## Task 1
Gather every line of the records below that contains the string "tire". Match case exactly.

## Quoted passage
I am an American by birth.  I am a Christian by re-birth.  The latter exercises dominion over the former since the former is a natural inheritance while the latter is supernaturally bestowed.  Why do I mention this?

We are quickly approaching the season of speeches and caucuses, and in this season many Christians will sadly trumpet an inversion of their true identity.  The slander, anger, zeal, and statements like “we have to save our nation by electing _______” will all work together to confirm what many American Christians value most, politics over their Priest.  It is inside this seasonal soil that I am burdened to plant 3 seeds of reminders that will hopefully grow into plants of resolve.

Reminder 1: America has never been “God’s nation”.  Therefore, it is inaccurate to think politics, or anything else, can return us to a position that never existed.

Reminder 2: ‘My Land Tis of Thee’ is temporary.  We should not tie our soul to its glory.

Reminder 3: Patriotism is worthy and noble.  Nationalism is false worship.

A disclaimer: nothing I have written arises from the trending popularity of America-bashing.  I love America, especially the Deep South, but it is not permanent.  The temporary will one day fade into the eternal, and it is for the eternal land that I must live, always looking forward to the day when I will go “further up and further in”.

Wednesday, August 3, 2011

The Gift of a Present


45 degrees and a slight breeze escorted me as I left my Kalispell, MT hotel room in late July.  4:45am comes even earlier on Mountain Standard Time, and the Montana-summer-morning was guilty of stealing the identity of a Memphis-winter-night. 

As we drove, evidence of the still hidden sun was soon introduced into the court of creation when the Swan Mountains’ silhouette claimed its existence amidst the never-ending expanse.  The Range’s peaks and spines were easily traceable, but it was in that moment that I realized there was a pervasive lack of detail.  The barren plots of lost trees, the dalmatian-spotted dirt pods, and the overgrown nature of rebellious vegetation were invisible.  Everything was covered in a dark-purple haze, everything glowed, and everything remained beautiful until the dawn became morning.  When the sun rose, the glow of dawn dissipated and the landscape’s imperfections were literally brought to light.  Lamenting the loss of what previously had been, I drew the passenger-side visor and fought off the sun.

There is a constant temptation to wish all of life was lived in the “dawn”.  We long to freeze every moment when all appears beautiful and remain suspended there forever.  Despite this longing, this is not a permissible operating mindset for the believer.  To wish away moments of pain and suffering is to wish away Christ-likeness.  Longing for perfect periods of the past diminishes both the importance of the present and the hope placed in the future.  If we use driving as an analogy of our interaction with time, then I cannot rightly look forwards, backwards, and side to side at the same time without negative results.  I have tried; I rear-ended a mini cooper.

A former mentor once told me that he awakes every morning with the thought that “I have the next 16 hours to be Holy”.  I find this approach helpful.  The majority of life will be lived amidst the grind of daily chores, but it is precisely in that grind that practical faith and holiness are seen and forged.  Sadly, we wish away the monotonous appearance of the present in hopes of returning to past days or awaiting better circumstances in the future.  

One beautiful aspect of the gospel is that it secures for us the DAILY indwelling presence of God.  God is often, and correctly, proclaimed as the God of history and the God of the future; but He is also the God of the here and now.  God both exists in, and is concerned with, the present.  We, as His image bearers, should be as well.

## Task 2
According to the essay on living in the present, what thought did the writer's former mentor wake up with every morning?

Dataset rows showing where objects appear

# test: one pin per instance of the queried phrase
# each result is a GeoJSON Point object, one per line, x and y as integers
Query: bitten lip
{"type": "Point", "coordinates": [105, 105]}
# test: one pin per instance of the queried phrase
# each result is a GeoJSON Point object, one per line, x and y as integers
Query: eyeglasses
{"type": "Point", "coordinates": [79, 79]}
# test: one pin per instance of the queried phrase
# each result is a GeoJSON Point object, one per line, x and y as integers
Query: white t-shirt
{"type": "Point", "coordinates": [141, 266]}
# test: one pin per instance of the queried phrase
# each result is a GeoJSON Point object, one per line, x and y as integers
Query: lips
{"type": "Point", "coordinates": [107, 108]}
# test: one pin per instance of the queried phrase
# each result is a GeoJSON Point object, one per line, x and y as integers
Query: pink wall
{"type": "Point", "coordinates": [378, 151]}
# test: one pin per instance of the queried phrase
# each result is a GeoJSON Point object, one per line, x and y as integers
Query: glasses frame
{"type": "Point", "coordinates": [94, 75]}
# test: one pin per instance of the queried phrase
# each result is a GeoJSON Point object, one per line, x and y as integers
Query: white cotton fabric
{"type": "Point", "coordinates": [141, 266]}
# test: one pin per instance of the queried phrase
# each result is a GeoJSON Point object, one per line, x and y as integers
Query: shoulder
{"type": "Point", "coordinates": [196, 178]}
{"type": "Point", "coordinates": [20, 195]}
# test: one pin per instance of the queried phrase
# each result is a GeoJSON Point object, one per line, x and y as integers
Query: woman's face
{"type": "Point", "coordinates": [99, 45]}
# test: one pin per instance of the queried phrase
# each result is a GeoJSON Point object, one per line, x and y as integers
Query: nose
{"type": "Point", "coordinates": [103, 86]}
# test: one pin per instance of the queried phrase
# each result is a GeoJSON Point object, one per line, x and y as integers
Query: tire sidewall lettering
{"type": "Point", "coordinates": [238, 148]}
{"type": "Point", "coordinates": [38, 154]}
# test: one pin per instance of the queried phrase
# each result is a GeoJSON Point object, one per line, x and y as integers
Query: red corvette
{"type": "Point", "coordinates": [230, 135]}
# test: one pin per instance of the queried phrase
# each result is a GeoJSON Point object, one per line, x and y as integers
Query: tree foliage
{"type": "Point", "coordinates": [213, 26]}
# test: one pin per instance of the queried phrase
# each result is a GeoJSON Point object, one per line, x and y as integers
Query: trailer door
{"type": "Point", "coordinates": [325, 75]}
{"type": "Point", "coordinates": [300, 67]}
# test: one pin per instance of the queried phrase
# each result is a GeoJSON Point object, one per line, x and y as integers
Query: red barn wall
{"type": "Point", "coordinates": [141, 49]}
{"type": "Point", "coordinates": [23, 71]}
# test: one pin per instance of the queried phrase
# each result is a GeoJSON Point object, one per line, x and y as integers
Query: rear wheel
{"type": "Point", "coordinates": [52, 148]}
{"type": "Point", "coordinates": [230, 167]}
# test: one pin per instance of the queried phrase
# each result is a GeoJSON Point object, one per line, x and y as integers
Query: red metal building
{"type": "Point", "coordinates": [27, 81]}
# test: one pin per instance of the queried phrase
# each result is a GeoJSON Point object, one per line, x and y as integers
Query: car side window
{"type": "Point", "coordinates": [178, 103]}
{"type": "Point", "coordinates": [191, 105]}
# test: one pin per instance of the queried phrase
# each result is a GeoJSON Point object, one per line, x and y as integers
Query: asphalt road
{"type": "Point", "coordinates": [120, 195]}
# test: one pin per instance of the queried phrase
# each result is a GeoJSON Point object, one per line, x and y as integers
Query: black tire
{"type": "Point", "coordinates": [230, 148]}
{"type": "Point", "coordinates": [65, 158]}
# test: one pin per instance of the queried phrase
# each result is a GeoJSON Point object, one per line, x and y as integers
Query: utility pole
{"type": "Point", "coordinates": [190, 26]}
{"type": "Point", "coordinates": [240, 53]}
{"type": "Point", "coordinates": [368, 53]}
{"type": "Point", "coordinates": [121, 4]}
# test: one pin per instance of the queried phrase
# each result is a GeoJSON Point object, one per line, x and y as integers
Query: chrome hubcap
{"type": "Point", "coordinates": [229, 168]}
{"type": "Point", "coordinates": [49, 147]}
...
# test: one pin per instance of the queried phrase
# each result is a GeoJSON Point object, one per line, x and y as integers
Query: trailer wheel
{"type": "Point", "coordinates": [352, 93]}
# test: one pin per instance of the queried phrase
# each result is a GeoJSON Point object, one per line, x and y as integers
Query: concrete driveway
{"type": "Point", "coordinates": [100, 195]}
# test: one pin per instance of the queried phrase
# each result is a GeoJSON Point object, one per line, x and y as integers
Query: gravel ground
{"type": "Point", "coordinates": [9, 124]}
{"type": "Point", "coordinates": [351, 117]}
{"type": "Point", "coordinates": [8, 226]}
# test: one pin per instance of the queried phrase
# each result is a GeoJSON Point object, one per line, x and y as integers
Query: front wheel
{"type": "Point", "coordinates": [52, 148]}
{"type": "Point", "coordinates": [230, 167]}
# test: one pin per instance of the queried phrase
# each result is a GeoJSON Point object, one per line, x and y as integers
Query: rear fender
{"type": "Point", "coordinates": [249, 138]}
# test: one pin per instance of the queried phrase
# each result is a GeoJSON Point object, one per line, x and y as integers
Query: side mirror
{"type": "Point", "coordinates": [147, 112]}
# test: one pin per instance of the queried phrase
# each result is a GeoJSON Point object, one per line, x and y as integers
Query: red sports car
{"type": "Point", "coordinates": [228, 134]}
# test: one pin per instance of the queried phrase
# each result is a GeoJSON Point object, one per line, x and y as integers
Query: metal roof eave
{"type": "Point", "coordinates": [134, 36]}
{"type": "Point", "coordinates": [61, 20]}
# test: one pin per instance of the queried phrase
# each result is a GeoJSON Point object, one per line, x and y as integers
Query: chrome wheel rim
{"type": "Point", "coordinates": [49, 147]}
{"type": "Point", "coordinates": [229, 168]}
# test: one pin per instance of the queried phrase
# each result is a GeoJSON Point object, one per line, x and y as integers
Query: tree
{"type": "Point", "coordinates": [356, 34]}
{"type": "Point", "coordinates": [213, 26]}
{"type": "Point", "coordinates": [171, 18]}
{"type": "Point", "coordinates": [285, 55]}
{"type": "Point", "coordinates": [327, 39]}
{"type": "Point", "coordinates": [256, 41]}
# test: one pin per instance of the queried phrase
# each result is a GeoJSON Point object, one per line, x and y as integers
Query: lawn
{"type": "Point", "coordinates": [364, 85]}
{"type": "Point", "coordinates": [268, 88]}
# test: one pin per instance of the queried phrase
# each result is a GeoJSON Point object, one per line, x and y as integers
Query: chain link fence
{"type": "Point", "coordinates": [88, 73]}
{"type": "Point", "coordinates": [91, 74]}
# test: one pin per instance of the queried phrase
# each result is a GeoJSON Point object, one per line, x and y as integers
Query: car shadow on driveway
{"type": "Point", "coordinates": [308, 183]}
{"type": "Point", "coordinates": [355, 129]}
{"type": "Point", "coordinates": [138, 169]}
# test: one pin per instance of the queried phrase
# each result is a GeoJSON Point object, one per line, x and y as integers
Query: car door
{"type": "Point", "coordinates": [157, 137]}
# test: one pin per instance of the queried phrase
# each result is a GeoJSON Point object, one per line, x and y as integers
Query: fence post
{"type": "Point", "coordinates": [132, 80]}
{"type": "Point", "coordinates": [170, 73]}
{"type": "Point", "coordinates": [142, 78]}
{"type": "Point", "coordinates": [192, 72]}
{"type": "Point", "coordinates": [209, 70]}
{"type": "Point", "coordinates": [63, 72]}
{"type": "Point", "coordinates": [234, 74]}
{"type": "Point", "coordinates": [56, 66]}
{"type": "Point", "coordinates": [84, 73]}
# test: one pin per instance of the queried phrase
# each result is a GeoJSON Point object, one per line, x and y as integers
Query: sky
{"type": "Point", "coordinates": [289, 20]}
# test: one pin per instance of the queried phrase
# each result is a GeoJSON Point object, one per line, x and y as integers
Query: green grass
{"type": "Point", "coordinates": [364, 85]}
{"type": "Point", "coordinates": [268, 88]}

## Task solution 1
Query: tire sidewall lettering
Query: black tire

## Task solution 2
"I have the next 16 hours to be Holy."